[Dataset excerpts on object pointing]
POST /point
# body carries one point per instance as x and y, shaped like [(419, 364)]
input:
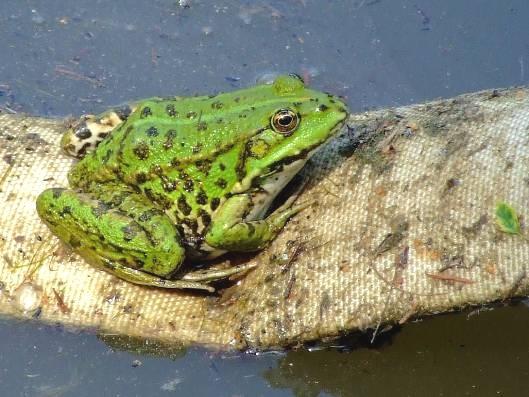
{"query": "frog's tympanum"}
[(166, 179)]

» WHAT NEEDS TO BE DONE:
Rewrite every line of the items above as a Markdown table with the columns "Row" and "Item line," numbering each row and leaving out blank lines. Leave the pictures out of your answer.

» RESULT:
| Row | Item line |
|---|---|
| 1 | POST /point |
| 2 | # body carries one point per instance as x and y, shaped like [(419, 364)] |
| 3 | input: |
| 4 | {"query": "frog's tympanum"} |
| 5 | [(166, 179)] |